» **Records from a dataset**:
★ ★ ★ ★ ★ ★ ★
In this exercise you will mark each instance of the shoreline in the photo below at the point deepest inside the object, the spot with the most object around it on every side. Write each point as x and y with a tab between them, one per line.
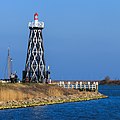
34	103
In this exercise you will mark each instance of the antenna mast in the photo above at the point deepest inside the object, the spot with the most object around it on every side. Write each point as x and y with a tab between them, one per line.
9	64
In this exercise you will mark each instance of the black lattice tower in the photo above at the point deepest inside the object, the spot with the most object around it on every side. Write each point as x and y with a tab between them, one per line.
35	64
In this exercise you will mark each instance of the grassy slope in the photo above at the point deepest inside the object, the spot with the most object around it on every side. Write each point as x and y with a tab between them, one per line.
20	95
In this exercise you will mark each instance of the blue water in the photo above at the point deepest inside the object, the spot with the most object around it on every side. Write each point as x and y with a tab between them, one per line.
103	109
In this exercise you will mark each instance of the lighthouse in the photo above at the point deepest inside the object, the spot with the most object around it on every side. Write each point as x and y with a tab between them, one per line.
35	63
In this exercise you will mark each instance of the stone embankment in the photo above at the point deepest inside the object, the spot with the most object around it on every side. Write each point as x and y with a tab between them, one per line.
28	95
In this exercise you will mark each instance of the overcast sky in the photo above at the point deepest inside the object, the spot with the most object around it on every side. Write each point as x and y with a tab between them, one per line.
81	37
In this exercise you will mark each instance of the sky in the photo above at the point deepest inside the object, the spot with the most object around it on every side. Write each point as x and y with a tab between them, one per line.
81	37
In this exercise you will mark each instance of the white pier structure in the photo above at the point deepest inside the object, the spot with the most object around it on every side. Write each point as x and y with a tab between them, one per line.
90	86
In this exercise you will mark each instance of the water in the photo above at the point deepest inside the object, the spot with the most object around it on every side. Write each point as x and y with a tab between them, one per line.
103	109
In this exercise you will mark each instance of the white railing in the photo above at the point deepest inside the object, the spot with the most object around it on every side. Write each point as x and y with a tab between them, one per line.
79	85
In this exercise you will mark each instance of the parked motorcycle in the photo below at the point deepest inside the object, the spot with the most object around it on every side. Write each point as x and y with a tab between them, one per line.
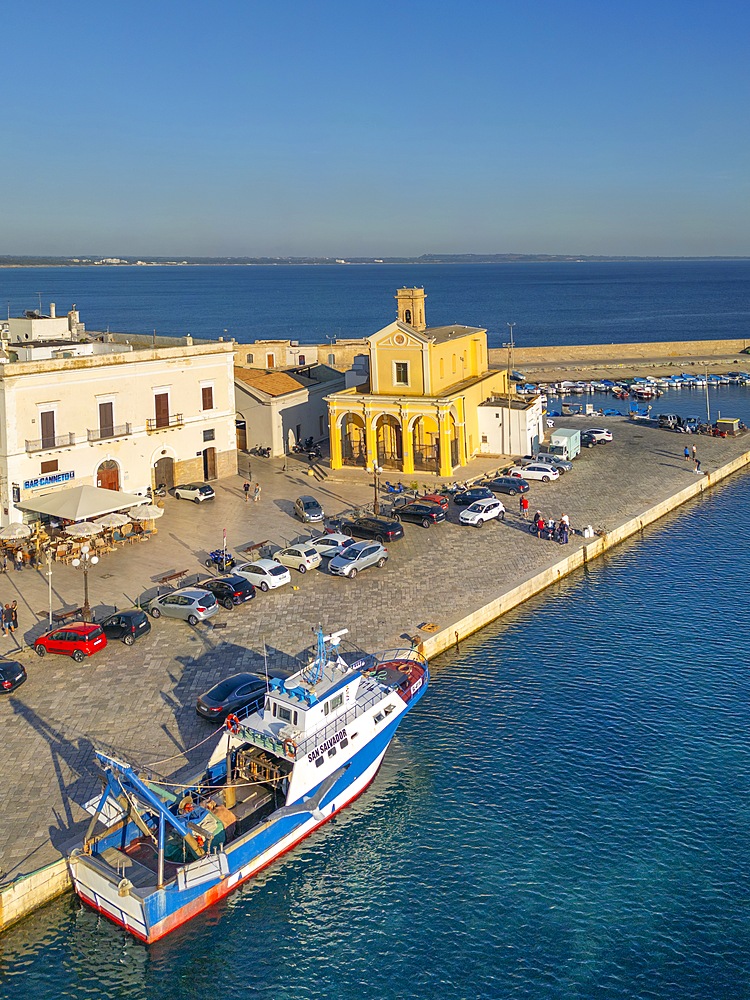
221	559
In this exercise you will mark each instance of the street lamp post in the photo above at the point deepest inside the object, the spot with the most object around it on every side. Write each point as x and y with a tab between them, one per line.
509	345
376	474
85	563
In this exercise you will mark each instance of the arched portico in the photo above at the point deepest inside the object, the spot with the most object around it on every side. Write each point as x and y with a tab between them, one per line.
425	441
353	439
389	444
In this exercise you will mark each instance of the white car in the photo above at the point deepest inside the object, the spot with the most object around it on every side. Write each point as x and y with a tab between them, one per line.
300	557
599	434
197	492
482	510
264	573
537	470
332	544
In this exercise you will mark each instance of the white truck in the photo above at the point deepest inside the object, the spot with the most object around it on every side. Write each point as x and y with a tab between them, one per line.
565	443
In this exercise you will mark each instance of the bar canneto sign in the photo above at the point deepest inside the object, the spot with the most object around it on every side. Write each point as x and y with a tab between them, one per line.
51	479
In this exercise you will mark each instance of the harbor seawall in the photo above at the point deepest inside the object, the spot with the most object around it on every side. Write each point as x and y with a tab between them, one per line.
27	893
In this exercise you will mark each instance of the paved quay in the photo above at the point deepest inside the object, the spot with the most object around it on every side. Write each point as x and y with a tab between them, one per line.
140	701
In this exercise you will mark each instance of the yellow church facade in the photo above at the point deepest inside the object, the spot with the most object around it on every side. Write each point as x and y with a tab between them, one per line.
418	411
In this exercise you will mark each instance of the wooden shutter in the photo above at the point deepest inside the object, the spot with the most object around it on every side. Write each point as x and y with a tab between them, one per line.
161	409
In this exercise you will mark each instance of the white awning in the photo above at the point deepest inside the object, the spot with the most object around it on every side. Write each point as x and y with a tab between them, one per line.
79	503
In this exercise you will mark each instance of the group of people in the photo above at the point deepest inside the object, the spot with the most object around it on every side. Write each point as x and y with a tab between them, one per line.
696	461
556	531
10	618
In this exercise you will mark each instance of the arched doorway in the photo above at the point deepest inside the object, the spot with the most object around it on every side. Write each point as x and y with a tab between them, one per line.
353	443
209	463
389	442
164	473
108	475
455	443
425	435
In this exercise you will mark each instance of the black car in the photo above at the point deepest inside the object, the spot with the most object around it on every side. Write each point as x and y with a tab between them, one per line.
425	514
465	497
587	439
127	626
512	485
229	590
233	694
12	675
379	528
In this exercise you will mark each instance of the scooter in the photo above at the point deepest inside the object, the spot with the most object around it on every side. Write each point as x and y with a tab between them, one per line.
221	559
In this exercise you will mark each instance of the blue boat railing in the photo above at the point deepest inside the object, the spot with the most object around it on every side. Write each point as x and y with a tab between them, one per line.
294	751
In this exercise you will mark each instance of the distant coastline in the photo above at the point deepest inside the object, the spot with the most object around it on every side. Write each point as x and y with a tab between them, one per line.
12	261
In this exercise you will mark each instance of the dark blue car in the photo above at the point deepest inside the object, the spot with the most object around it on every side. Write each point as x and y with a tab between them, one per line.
467	497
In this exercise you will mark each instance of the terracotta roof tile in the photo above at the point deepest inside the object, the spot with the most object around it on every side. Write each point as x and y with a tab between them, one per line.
271	383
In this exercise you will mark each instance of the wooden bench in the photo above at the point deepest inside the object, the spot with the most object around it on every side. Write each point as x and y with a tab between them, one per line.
173	577
66	614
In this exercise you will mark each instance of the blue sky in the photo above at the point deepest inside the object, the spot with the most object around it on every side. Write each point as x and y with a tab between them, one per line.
286	127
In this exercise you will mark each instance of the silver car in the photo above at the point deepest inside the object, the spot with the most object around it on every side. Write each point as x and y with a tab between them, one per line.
308	509
358	556
191	604
300	557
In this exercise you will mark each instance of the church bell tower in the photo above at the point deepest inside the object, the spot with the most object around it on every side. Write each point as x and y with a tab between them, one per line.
411	307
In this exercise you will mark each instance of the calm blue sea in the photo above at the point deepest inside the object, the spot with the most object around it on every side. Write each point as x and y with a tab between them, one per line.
562	303
566	816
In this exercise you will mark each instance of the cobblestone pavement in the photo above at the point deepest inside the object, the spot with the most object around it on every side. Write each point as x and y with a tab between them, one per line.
140	700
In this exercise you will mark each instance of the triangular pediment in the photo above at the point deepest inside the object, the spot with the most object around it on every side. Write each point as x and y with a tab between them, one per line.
398	334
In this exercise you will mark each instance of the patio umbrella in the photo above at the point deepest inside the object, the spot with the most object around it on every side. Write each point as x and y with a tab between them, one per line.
84	529
15	530
147	512
113	520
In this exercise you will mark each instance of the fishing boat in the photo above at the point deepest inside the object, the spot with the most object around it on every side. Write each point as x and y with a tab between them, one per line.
156	854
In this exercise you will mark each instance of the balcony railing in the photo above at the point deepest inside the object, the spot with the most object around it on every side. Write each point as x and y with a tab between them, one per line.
173	420
105	433
50	443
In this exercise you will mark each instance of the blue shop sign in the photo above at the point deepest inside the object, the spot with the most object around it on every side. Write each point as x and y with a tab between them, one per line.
51	479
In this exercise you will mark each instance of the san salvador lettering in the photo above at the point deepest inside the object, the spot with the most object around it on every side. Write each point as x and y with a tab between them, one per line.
327	745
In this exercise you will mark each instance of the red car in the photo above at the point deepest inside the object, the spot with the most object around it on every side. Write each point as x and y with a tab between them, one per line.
79	640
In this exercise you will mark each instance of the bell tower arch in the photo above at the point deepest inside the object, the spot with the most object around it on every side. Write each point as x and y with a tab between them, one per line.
410	307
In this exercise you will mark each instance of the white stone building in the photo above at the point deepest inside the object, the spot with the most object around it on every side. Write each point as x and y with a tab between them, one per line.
103	414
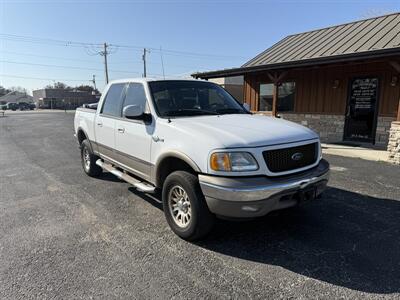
★ ★ ★ ★ ★ ★ ★
» **ASSIGNMENT**:
Your output should be the records above, duplicated exactly and picture-free.

» **EXERCISE SOLUTION**:
In this exercise you will mark each instance of the shoreline in the photo below at the point deepest inside the object, the spot with the most object around it on every side. Write each point as x and y with a tab between them, one per line.
34	103
In this exercise you will mark each instance of the antenna mast in the photo above at the point deepest inside the object, the spot with the most object around it on every side. Write each point as x and y with a tab between them, one per line.
9	64
In this exercise you will mark each instance of the black lattice tower in the photo above at the point deepest inside the object, the spot with the most object around it on every side. Write each point as x and y with a tab between them, one per line.
35	64
In this exercise you will mark each instance of the grassy slope in the photo above at the point deepest inside the object, the spot with the most object around it on every side. Write each point as x and y with a tab between them, one per line.
20	95
In this exercise you will mark each instance of the blue water in the photo above at the point deepest inside the object, the spot with the most object around it on every side. Write each point as x and y with a tab between them, one per line.
103	109
In this exercise you will mark each instance of the lighthouse in the photo above at the point deepest inside the object, the spot with the most object around it on every side. Write each point as x and y with a tab between them, one per line.
35	63
In this exercise you will mark each instance of the stone embankment in the photo above at the point deepest inside the object, the spot with the most object around it on every side. Write each point as x and y with a tab between them, one per line.
28	95
In this exercise you will mark each instance of the overcast sky in the photo above at the point deepest inside the object, the spot with the most object around it on every side. Write each point as x and y with a tab between them, one per line.
81	37
In this exercise you will mark each instance of the sky in the photo above at the point deepest inside the object, the spot with the most object around it on every side. Write each point as x and y with a tab between them, one per line.
81	37
In this exercise you will mark each instance of the white pier structure in the photo above at the point deepest inside the object, the spot with the most object around it on every side. Write each point as x and y with a tab between them, one per line.
90	86
In this exercise you will mark each instance of the water in the photo above at the point deepest inside the object, the spot with the most object around it on every side. Write each point as x and y with a tab between them, one per line.
103	109
In this exercise you will mark each instance of the white railing in the photo above at the point deepest inside the object, the spot with the most object around it on every side. Write each point as x and y with a tab between them, one per line.
79	85
In this exercise you will mark each instance of the parked motorcycle in the photo below at the point deepest inside the object, the spot with the most object around it on every side. Write each point as x and y with a tab between them, one per line.
221	559
In this exercise you will mark each instance of the street lamp post in the photo above at the point deepest inside the object, the spot with the most object around it on every side. Write each point as x and y with a tab between them, one per line.
509	345
376	474
85	563
In this exercise you will mark each instance of the arched portico in the photo above at the point deepest inside the object, the spot with the most object around it on every side. Write each point as x and y with a tab between them, one per line.
425	441
353	439
389	444
In this exercise you will mark each instance of the white car in the photo above at the point deepest inside the object, the spot with the most object around it on every side. Write each point as x and y with a tab between them, one per line.
300	557
599	434
197	492
482	510
264	573
537	470
332	544
In this exercise you will mark each instance of the white truck in the photo above at the point deepest inside the object, the spot with the most object around it on every side. Write each point as x and y with a tab between them, one per line.
565	443
In this exercise you will mark each instance of the bar canneto sign in the photo above at the point deepest inside the object, the spot with the most object around it on every side. Write each point as x and y with a tab between them, one per line.
51	479
In this exercise you will mark each instance of the harbor seawall in the photo above at the point deepest inside the object, the spot with the most object around it on every side. Write each point as x and y with a tab between them, one per line.
27	893
In this exercise you will mark each instance of the paved quay in the photo above at the point deepest inside the object, the spot with the most object around it on every side. Write each point as x and y with a tab between them, one per line.
140	701
In this exercise you will mark each instance of the yellow church facade in the photo above at the point deepest inside the object, the spot with the most object around it on every side. Write each point as x and y with a tab between them, one per line.
418	411
In this exercise you will mark each instance of the wooden shutter in the photo above at the point deepest inside the object, the spot with the most object around it on every side. Write each point as x and y with a tab between them, one per line.
161	409
In this exercise you will mark each instance of the white awning in the photo above at the point deepest inside the object, the spot with the most object around it on every side. Write each point as x and y with a tab between them, one per line.
79	503
In this exercise you will mark each instance of the group of people in the photo above at the point deepest inside the object, the spot with the most object around it on every side. Write each point as x and y with a tab between them, one per line.
696	461
556	531
10	618
In this exercise you will mark each instance of the arched doorway in the photo above at the point deepest inside the object, the spot with the most object around it on every side. Write each point as x and y with a tab between them, one per line.
353	443
209	463
389	442
164	473
108	475
455	443
425	435
In this exercise you will mark each instance of the black car in the photo above at the point deepest inside the object, the spot with the most object around it on every side. Write each point as x and y with a tab between them, one per line.
425	514
465	497
587	439
127	626
512	485
229	590
233	694
12	675
379	528
In this exercise you will mark each instance of the scooter in the photo above at the point deepest inside the object, the spot with the most object around it on every side. Write each point as x and y with a tab between them, one per line.
221	559
In this exercise you will mark each instance of the blue boat railing in the photo above at the point deepest inside the object, the spot with the most object around it on every side. Write each point as x and y with a tab between them, one per line.
294	751
In this exercise you will mark each instance of the distant coastline in the photo above at the point deepest inside the object, the spot with the most object around it on every side. Write each point as x and y with a tab between them, one per line.
12	261
In this exercise you will mark each instance of the dark blue car in the photo above at the point deepest inside the object, the spot with the most object around it on every side. Write each point as x and y with a tab between them, one per line.
467	497
In this exercise you will mark each instance of the terracotta roof tile in the photo above at the point deepest inside the object, the spot with the most object around it on every side. Write each point as x and y with a tab between them, one per line.
271	383
In this exercise you will mark each instance of the wooden bench in the photo above at the point deepest inside the object, the spot with the most object around it on every side. Write each point as x and y with a tab between them, one per line.
173	577
66	614
In this exercise you will mark each instance of the blue sky in the photo above at the point deepest inside the object, the spot with the most object around it on every side. Write each point as x and y with a tab between them, one per line.
286	127
In this exercise you will mark each instance of the silver car in the photo above at the point deepest inside the object, the spot with the most object around it on every side. Write each point as x and y with a tab between them, one per line.
308	509
358	556
191	604
300	557
In this exercise you will mark each instance of the church bell tower in the photo above at the point deepest inside the object, the spot with the most object around it on every side. Write each point as x and y with a tab between them, one per line.
411	307
In this exercise you will mark each instance of the calm blue sea in the photo above at the point deepest inside the object, the spot with the most object around it on every side. Write each point as x and y with a tab between them, one per line.
562	303
566	816
In this exercise you will mark each instance of the cobblestone pavement in the photo above at the point deepest inside the object, the spot with the most object around it on every side. Write each point as x and y with a tab between them, one per line.
140	700
In this exercise you will mark each instance of the triangular pediment in the photo above at the point deepest inside the object, the spot with the most object around it on every side. Write each point as x and y with a tab between them, one per line.
398	334
In this exercise you will mark each instance of the patio umbrella in the photo above at the point deepest inside the object, the spot with the most object around it on every side. Write each point as x and y with a tab between them, one per line.
84	529
15	530
147	512
113	520
In this exercise you will mark each instance of the fishing boat in the photo above at the point deepest inside the object, the spot with the most object around it on every side. Write each point as x and y with a tab between them, one per line.
156	854
In this exercise you will mark each instance of the balcony railing in the photo above at the point deepest inside the object, the spot with the most object around it on every side. Write each point as x and y with a tab between them, one per line.
173	420
105	433
50	443
In this exercise you will mark each instance of the blue shop sign in the photo above at the point deepest inside the object, the spot with the most object around it on every side. Write each point as x and y with a tab between them, one per line.
51	479
In this exercise you will mark each instance of the san salvador lettering in the photo above at the point deepest inside the object, the spot with the most object around it on every side. Write each point as x and y with a tab between them, one per line.
327	745
In this exercise you will mark each instance of the red car in the photo above at the point deepest inside the object, the spot with the most object around it on every side. Write each point as x and y with a tab between them, one per line.
79	640
In this exercise you will mark each instance of the bell tower arch in the photo above at the point deepest inside the object, the spot with the most object around it on every side. Write each point as x and y with a tab between them, one per line.
410	307
In this exercise you will mark each instance of the white stone building in the photo above at the point deepest inside the object, the spot with the most object around it on every side. Write each point as x and y with a tab between them, one per line.
103	414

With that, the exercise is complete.